WHAT IS EXPECTED. Write the next part of the passage on AID phosphorylation at serine-38, starting after its last sentence.

DOCUMENT EXTRACT.
*** Begin section ***

Posttranslational modification of AID was investigated by using MS. AID was affinity-purified from B cells cultured in LPS and IL-4 and subjected to hypothesis-driven tandem MS (34). We found single phosphorylation modifications on AID peptides containing serine-38, a consensus PKA phosphorylation site, and tyrosine-184 (Fig. 1A). To confirm AID serine-38 phosphorylation we produced specific antibodies to AID phospho-serine-38 (anti-p38). Anti-p38 did not react with recombinant AID produced in bacteria but showed reactivity with AID purified from activated B cells in Western blots (Fig. 1B) and with recombinant AID that had been phosphorylated in vitro by recombinant PKA (Fig. 1C). Anti-p38 antibody also recognized Flag-tagged AID (Flag-AID) but not serine-38 to alanine mutant Flag-tagged AID (Flag-AID^S38A) purified from retrovirally transduced AID^−/− B cells stimulated with LPS and IL-4 (Fig. 1D). The slightly slower migrating form of AID detected by both anti-AID and anti-p38 (Fig. 1B) could reflect an additional modification such as tyrosine-184 phosphorylation. We conclude that AID is phosphorylated on serine-38 and that anti-p38AID antibodies specifically recognize serine-38-phosphorylated AID purified from B cells.

Fig. 1.

AID is phosphorylated at amino acid position 38. (A) Amino acid sequence of AID showing the location of residue 38 within a consensus PKA phosphorylation site (gray box). (B) Anti-p38 and anti-AID immunoblots of recombinant AID purified from E. coli (rAID) or AID purified from wild-type AID (wt) or AID^−/− B cells (−/−) by immunoprecipitation with anti-AID or anti-p38 antibodies. (C) Anti-p38 and anti-AID immunoblots of rAID alone or after treatment with PKA in vitro. (D) Anti-p38 and anti-AID immunoblots of rAID, or anti-Flag immunoprecipitates from AID^−/− B cells transduced with retroviruses encoding Flag-tagged AID (FlagAID), Flag-tagged AID^S38A (Flag AID^S38A), or empty vector (−/−). ∗, the expected product.

*** End section ***

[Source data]
*** Begin section ***

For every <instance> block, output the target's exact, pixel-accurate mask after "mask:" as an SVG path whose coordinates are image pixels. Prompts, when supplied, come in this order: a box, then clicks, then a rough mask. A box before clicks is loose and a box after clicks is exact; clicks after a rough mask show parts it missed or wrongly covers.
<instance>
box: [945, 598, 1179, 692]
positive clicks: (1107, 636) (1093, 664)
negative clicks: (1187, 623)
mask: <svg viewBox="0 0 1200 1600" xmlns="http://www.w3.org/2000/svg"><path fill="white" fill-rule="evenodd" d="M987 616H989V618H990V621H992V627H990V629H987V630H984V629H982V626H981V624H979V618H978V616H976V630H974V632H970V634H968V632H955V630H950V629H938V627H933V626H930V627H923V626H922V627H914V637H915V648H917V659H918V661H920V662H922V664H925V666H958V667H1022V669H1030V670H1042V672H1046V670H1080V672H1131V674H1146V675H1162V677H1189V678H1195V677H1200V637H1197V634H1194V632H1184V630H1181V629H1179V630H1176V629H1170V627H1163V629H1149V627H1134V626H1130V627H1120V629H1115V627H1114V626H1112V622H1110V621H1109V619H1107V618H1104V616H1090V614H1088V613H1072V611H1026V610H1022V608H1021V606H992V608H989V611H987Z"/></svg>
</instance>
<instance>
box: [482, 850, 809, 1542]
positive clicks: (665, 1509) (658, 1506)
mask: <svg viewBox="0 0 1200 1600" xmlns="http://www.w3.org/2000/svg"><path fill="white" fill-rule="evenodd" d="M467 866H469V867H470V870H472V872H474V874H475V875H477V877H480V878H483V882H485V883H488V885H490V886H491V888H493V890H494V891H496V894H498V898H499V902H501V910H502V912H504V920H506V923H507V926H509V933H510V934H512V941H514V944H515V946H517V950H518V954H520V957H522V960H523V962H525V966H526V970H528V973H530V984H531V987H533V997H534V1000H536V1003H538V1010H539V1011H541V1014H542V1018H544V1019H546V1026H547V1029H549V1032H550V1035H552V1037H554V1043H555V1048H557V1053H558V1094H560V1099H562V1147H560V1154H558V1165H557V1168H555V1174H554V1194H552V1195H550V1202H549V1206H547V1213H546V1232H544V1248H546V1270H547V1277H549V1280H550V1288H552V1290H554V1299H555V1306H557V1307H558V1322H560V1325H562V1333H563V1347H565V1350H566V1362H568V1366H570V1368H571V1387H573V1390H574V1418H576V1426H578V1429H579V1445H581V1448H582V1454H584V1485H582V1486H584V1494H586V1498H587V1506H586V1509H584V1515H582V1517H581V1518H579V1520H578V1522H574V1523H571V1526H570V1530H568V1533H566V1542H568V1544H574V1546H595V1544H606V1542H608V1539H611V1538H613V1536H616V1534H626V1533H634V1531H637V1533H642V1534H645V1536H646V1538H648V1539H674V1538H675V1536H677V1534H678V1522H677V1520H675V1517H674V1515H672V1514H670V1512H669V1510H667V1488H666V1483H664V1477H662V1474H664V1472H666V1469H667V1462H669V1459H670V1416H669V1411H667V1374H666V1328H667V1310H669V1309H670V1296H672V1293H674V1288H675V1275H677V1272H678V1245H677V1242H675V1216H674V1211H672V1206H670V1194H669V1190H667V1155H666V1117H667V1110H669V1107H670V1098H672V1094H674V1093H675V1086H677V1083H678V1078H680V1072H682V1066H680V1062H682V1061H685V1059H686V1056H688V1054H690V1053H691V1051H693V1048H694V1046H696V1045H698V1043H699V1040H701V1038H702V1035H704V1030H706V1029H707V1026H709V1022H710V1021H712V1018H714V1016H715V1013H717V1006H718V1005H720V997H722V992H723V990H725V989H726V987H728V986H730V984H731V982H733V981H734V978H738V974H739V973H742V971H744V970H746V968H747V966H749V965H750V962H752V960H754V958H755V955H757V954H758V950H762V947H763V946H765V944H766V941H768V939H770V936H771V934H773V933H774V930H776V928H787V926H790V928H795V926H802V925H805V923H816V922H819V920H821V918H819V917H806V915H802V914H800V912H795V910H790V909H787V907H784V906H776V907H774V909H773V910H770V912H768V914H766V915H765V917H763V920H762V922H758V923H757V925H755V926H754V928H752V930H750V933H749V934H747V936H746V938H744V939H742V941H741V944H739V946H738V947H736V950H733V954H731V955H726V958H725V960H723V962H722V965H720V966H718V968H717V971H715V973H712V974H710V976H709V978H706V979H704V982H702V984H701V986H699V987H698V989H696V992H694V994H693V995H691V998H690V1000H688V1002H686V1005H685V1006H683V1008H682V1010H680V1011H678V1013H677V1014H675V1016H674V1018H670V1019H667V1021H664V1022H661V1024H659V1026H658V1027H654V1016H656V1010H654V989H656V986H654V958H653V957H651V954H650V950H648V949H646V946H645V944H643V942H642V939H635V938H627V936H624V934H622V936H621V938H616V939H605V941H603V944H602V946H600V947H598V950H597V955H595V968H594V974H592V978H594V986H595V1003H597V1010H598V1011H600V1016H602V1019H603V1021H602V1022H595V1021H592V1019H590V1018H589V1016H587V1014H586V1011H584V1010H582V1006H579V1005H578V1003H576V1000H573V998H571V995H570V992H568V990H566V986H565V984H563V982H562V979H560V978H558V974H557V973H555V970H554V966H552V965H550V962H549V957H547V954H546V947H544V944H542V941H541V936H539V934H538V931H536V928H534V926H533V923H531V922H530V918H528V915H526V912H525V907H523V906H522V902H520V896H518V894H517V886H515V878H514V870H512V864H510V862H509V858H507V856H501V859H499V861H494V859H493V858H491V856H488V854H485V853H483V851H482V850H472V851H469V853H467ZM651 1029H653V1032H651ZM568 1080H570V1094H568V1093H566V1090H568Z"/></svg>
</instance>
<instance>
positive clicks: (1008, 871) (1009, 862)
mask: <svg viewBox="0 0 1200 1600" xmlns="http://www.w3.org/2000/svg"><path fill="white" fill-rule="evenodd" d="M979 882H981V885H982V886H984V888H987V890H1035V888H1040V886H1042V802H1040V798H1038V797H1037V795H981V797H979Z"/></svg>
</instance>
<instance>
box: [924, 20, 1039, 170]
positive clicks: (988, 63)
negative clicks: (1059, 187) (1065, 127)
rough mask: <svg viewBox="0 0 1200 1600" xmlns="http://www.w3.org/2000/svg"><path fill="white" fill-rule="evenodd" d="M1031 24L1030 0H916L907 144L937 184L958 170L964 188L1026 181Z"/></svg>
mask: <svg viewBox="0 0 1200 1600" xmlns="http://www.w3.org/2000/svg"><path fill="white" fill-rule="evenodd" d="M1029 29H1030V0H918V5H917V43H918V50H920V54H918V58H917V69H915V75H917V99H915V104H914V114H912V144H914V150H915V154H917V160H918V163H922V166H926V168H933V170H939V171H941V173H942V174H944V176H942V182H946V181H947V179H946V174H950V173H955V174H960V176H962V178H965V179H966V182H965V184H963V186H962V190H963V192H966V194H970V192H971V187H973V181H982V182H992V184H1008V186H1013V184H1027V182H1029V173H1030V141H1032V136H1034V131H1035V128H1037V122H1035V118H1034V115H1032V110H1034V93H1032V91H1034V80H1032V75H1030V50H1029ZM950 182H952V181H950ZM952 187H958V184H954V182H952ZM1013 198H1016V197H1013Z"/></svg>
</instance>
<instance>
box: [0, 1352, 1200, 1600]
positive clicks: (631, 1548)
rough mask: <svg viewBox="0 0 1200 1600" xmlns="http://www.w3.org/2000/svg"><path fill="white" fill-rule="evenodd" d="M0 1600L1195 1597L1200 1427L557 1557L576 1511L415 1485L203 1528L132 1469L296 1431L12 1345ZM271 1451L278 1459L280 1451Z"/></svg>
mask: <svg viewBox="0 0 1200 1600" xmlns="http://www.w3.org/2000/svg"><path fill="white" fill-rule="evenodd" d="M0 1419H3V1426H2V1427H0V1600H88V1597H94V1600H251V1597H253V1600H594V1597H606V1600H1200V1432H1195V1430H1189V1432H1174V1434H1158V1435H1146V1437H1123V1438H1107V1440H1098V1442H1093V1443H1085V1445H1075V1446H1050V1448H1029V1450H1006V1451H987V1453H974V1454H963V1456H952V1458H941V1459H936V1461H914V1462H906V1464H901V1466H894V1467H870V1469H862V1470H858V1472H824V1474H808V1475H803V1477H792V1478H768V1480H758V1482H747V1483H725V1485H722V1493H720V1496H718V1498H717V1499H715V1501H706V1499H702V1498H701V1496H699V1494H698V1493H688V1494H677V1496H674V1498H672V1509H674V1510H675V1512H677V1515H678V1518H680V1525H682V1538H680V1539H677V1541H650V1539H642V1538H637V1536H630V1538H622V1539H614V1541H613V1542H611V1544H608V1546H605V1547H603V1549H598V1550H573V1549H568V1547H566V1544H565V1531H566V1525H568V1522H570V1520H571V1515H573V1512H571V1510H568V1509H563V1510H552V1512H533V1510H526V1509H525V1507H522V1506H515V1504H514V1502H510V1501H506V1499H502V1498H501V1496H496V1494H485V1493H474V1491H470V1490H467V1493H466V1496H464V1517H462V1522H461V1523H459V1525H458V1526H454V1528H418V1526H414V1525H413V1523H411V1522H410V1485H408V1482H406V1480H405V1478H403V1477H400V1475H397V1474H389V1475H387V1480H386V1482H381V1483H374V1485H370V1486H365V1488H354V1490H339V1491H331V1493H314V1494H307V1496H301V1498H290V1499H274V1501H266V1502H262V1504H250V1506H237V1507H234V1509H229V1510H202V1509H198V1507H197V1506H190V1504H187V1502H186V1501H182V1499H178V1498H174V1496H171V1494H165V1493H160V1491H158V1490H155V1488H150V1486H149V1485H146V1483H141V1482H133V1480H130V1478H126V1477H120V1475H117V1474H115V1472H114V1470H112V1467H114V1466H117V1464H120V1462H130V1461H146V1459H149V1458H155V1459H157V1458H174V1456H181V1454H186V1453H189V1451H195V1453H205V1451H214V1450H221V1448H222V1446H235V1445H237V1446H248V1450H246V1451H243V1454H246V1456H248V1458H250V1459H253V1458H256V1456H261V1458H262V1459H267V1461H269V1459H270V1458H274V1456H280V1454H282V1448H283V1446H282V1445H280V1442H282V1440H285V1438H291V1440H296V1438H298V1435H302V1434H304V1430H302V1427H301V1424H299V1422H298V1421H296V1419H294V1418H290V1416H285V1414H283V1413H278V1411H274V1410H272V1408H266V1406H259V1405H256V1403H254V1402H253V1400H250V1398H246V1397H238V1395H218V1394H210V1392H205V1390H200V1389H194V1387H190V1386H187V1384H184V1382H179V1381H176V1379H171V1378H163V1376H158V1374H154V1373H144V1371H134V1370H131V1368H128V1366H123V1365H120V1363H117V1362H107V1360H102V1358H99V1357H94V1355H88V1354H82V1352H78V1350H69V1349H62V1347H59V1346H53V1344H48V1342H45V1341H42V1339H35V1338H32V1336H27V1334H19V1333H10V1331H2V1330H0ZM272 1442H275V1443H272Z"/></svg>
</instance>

*** End section ***

EXERCISE RESULT.
To determine which stimuli induce AID phosphorylation we activated spleen B cells with IL-4, LPS, LPS and IL-4, anti-CD40 and IL-4, or CpG (oligodeoxynucleotide containing unmethylated CpG dinucleotide motifs) and assayed for p38AID by immunoblotting. We found that IL-4 alone was not sufficient for AID induction but that all other stimuli tested induced AID and p38AID (Fig. 2A). The peak of p38AID production in B cells stimulated with LPS and IL-4 was 3 days after stimulation, and at this time there was less AID and p38AID in anti-CD40- and IL-4-stimulated cells than in those stimulated with CpG, LPS, or IL-4 and LPS (Fig. 2 A and B). Anti-CD40 treatment alone did not induce sufficient levels of AID expression to determine relative phosphorylation level (data not shown). Although AID phosphorylation at position 38 was found in B cells, it was not B cell-specific. This modification was also evident when AID was expressed in 293T and 3T3-NTZ cells at a level similar to or higher than in B cells (32, 33) (Fig. 2C).

Fig. 2.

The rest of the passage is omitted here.